Excerpted text
----------------

”Perhaps the questions we are asking are not the questions that are important to patients.”
Matthew Galsky, MD, Associate Professor Medicine, Mt. Sinai, in ASH Clinical News
Why we all – patients, drug companies, physicians — need a patient advocate on MPN clinical trials.
Now that Dr. Margaret Warner has entered the MPN Patient Advocate program and progress has been made toward placing her in a pilot MPN clinical trial, the end of a long journey is in sight. We’re not there yet, but we’re closing in.
The old top down model of drug development is crumbling. For science and for profit, drug companies would develop targeted therapies, secure FDA approval for clinical trials and recruit trial sites, investigators and patients to participate. There was virtually no patient input into this system until the final step. Now with recruitment difficulties, with growing awareness among patients and physicians of pitfalls in clinical trial, and with recent highly public failed and faulty trials, the old model is evolving into a patient-centered system.
The FDA officially noted this direction as early as 2007 when it partnered with Duke University to form the Clinical Trials Transformation Initiative (CTTI). According to the FDA: “The initiative was generated from the realization that the clinical trials system in the United States has been suffering as a result of increasingly longer study start-up times, slowing enrollment of patients into trials, increasing clinical trial costs, and declining investigator interest in participating in clinical trials.”
Six years later an earthquake shook MPN clinical trials as the much anticipated Sanofi international JAKARTA clinical trial of SAR302503 (Fedratinib) was nearing its conclusion. Suddenly, only weeks before a much anticipated FDA filing for approval, the company aborted the trial. Inexplicable patient injuries and death, widespread ignorance of adverse events on the trial and the sudden expulsion of MF patients on the trial without recourse or compensation electrified the MPN community.
MPN patients, caregivers, physicians and friends united behind the Zebra Coalition in November, 2013 to petition the FDA Commissioner to permit a Patient Advocate to participate in future trials. A high ranking panel of FDA department heads gave MPNforum and the Zebra Coalition — appearing on behalf of those who signed the petition — the green light to proceed,.

----------------

Work to be completed
Output the passage of the MPN patient advocacy article between "Six years later" and "the MPN community.", inclusive, with every word unchanged. The listing that comes next is separate material with no connection to the MPN patient advocacy article.

----------------

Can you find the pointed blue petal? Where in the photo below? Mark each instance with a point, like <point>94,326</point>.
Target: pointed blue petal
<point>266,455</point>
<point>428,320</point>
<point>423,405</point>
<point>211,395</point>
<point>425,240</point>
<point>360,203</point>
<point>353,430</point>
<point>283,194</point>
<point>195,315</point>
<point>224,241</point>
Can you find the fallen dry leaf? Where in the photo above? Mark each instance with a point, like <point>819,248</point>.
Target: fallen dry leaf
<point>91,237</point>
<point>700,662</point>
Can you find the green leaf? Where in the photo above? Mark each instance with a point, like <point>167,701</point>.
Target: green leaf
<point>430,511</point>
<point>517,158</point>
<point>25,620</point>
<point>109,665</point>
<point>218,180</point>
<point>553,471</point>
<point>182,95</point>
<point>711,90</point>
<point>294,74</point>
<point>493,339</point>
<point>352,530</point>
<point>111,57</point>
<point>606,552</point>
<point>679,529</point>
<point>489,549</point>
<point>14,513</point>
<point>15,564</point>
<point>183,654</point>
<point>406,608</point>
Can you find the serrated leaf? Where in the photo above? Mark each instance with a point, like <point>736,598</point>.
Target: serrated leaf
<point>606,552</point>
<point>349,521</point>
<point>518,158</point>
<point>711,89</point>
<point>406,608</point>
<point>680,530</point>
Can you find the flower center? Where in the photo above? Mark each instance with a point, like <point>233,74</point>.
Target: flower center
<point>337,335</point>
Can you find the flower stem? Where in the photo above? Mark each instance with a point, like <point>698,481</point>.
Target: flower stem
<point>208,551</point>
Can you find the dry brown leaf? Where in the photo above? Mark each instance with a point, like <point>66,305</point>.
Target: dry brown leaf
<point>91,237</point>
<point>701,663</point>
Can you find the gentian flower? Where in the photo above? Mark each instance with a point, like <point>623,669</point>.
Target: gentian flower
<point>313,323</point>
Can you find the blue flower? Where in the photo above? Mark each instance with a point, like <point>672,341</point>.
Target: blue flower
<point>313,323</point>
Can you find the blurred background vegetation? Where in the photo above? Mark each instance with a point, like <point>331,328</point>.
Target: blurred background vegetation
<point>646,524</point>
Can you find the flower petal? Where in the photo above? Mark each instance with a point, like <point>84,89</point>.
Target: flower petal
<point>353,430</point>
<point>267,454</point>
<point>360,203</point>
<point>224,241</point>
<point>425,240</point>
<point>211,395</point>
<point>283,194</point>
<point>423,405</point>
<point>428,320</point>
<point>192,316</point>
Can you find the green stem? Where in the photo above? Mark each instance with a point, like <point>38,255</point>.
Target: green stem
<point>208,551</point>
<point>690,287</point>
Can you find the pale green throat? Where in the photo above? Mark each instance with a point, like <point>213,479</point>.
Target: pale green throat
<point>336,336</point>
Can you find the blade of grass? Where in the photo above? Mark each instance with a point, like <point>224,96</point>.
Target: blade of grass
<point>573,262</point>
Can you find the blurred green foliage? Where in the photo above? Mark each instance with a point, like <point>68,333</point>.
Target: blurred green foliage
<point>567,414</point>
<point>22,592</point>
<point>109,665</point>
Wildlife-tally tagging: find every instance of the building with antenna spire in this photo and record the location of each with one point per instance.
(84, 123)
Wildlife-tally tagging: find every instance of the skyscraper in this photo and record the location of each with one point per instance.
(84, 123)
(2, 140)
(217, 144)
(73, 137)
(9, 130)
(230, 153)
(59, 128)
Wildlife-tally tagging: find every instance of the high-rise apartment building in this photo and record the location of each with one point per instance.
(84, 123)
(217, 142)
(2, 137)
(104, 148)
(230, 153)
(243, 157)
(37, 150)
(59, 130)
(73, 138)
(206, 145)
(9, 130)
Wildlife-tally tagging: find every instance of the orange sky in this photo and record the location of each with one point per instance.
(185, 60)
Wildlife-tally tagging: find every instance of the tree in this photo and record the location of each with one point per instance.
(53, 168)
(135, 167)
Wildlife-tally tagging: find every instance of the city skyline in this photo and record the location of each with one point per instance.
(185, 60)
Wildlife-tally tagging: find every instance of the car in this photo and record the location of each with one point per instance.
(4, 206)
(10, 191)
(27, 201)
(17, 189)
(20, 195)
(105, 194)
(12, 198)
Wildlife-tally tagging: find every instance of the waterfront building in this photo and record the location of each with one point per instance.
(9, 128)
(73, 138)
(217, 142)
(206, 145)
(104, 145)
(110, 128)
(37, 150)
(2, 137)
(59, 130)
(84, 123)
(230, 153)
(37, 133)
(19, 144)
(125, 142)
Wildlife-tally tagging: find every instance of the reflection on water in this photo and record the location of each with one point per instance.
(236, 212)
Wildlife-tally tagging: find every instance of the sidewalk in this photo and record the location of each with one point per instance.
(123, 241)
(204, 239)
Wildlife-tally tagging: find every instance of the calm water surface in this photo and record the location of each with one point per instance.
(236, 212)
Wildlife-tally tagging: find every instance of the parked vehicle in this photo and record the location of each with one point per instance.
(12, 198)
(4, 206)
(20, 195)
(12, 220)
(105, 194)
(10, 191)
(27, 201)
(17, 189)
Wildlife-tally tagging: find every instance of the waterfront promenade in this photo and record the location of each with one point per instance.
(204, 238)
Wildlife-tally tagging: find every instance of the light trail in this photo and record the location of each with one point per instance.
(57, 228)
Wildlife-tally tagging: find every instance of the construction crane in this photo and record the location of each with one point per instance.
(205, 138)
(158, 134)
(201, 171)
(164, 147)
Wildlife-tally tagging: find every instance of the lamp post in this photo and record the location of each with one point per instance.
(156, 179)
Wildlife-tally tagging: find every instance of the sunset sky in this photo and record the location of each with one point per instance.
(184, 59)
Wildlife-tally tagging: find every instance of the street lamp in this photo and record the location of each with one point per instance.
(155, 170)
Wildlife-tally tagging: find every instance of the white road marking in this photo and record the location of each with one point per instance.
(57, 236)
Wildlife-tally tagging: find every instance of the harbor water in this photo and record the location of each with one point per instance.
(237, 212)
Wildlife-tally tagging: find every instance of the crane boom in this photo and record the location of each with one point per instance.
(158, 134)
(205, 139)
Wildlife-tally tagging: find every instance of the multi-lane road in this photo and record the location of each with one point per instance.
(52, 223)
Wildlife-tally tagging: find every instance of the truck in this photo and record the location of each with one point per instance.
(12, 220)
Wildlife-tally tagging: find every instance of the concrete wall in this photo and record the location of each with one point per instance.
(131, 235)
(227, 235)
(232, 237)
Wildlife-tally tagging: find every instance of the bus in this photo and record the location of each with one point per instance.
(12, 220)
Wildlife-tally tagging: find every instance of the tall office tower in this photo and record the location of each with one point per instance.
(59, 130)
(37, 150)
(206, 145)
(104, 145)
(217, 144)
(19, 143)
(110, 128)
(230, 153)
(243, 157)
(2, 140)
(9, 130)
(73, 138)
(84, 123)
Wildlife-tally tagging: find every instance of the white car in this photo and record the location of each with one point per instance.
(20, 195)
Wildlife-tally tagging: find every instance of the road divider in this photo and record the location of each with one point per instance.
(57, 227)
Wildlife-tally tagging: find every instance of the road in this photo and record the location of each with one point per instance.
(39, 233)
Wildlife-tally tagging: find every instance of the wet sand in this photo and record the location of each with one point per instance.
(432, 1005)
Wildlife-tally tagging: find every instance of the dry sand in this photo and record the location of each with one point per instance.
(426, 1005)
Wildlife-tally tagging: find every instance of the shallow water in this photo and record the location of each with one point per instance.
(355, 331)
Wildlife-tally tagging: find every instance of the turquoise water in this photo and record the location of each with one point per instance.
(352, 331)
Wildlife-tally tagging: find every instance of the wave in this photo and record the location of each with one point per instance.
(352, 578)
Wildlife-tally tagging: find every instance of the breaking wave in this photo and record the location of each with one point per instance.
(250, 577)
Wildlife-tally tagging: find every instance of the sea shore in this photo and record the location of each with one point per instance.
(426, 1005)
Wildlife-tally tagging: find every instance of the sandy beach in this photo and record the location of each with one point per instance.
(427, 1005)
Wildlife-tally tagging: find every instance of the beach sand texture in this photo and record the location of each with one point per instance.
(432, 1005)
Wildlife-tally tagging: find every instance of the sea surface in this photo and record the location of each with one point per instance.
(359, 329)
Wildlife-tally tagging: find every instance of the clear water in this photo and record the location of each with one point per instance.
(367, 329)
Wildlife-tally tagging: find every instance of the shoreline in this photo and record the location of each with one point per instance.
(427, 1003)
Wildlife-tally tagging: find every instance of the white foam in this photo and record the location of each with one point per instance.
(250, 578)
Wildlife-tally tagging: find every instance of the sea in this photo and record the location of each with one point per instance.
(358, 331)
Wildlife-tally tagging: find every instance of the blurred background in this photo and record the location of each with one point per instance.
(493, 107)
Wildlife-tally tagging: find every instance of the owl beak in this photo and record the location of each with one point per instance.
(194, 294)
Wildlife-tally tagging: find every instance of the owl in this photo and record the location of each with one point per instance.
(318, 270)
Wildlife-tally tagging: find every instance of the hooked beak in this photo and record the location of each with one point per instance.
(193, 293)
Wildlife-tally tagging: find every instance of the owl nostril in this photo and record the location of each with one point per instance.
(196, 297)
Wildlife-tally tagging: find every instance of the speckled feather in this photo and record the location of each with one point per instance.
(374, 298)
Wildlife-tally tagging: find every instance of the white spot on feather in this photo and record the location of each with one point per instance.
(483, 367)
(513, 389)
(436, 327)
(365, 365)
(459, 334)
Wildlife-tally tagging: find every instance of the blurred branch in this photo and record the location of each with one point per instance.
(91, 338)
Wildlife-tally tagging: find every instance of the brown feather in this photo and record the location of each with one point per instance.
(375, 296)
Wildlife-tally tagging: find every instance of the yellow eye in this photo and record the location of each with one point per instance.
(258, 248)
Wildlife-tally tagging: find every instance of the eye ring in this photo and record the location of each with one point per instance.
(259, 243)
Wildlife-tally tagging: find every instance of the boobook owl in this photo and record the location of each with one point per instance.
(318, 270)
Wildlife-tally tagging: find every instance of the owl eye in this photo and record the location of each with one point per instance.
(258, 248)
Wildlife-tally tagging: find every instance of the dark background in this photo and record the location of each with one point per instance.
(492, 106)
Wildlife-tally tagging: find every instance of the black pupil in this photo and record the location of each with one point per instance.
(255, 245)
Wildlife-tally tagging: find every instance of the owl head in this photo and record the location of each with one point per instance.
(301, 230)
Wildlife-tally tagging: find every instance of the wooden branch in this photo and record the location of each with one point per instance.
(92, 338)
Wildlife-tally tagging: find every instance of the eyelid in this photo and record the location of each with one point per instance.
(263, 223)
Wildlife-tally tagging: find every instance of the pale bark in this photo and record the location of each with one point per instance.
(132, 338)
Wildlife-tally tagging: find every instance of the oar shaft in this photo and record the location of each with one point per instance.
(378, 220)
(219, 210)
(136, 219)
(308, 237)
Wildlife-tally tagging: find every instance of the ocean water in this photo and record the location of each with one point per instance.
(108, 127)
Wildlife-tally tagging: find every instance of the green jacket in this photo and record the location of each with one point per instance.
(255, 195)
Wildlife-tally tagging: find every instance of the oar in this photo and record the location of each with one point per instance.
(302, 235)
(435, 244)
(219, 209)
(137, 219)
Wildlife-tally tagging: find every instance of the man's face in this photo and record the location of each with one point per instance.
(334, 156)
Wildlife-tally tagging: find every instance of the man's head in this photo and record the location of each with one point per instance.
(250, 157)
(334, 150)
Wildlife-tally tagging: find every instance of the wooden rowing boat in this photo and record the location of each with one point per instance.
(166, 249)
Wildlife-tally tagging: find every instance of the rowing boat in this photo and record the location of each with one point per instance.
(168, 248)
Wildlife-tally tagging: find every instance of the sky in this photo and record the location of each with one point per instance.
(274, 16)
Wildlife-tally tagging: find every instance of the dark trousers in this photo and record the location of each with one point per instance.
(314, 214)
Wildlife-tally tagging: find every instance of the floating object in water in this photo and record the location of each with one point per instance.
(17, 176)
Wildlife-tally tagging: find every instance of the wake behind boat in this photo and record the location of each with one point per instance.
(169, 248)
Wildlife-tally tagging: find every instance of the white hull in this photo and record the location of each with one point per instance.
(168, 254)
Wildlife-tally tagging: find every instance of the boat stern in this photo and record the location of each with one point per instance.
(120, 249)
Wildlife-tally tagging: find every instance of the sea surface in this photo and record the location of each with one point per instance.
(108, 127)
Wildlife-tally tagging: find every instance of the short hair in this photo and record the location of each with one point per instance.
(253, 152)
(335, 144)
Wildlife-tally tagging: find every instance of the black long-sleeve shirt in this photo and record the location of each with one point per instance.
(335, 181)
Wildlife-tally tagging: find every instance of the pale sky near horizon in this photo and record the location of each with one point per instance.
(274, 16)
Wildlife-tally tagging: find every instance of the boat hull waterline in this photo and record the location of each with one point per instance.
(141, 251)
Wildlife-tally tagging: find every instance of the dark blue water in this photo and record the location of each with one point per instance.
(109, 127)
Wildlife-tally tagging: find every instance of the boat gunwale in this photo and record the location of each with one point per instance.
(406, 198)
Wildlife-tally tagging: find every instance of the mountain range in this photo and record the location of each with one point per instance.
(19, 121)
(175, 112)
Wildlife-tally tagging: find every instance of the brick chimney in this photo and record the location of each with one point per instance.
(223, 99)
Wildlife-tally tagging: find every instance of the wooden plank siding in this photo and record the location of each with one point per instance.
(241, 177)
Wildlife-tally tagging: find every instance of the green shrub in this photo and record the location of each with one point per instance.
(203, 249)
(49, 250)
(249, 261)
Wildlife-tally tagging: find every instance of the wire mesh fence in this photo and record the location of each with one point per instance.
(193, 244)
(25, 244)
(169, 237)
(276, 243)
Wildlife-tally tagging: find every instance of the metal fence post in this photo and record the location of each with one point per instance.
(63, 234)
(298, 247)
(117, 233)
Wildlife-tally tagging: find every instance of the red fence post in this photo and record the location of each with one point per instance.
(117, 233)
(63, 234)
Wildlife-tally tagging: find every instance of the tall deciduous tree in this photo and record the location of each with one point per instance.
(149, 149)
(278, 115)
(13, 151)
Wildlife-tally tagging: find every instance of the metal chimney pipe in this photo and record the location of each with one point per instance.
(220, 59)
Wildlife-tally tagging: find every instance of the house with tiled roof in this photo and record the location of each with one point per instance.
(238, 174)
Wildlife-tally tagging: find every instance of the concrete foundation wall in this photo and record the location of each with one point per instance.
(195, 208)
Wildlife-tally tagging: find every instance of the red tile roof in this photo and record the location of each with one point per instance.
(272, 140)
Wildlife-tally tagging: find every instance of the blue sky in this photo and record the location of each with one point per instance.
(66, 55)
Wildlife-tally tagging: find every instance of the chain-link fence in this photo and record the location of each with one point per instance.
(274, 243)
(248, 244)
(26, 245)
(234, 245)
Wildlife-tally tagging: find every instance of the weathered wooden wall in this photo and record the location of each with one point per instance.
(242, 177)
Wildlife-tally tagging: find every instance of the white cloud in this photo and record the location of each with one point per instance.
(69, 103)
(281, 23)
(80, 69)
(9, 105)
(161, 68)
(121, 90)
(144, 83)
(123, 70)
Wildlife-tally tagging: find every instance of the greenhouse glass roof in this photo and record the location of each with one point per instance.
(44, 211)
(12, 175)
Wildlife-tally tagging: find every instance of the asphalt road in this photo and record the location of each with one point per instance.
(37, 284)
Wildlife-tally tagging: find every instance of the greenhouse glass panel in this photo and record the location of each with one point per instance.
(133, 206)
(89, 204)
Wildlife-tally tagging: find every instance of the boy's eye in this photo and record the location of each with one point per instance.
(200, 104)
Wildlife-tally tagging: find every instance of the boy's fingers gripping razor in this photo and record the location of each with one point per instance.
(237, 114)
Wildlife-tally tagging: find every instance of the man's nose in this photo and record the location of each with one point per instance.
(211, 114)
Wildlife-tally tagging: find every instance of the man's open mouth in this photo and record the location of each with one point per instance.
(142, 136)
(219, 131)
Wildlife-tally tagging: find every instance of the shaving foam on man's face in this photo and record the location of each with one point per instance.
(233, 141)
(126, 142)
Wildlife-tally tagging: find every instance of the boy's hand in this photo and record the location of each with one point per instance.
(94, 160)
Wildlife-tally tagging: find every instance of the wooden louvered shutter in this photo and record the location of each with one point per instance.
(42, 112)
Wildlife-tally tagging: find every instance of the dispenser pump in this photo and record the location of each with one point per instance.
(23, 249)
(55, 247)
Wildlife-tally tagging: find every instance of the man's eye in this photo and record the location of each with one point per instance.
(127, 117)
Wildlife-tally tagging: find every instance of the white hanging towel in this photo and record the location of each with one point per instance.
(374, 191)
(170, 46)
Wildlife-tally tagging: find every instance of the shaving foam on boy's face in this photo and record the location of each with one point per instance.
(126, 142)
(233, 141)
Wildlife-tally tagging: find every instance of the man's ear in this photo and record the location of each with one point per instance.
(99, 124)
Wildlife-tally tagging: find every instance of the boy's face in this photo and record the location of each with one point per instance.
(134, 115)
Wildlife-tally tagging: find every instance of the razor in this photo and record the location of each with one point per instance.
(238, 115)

----------------

Answer box
Six years later an earthquake shook MPN clinical trials as the much anticipated Sanofi international JAKARTA clinical trial of SAR302503 (Fedratinib) was nearing its conclusion. Suddenly, only weeks before a much anticipated FDA filing for approval, the company aborted the trial. Inexplicable patient injuries and death, widespread ignorance of adverse events on the trial and the sudden expulsion of MF patients on the trial without recourse or compensation electrified the MPN community.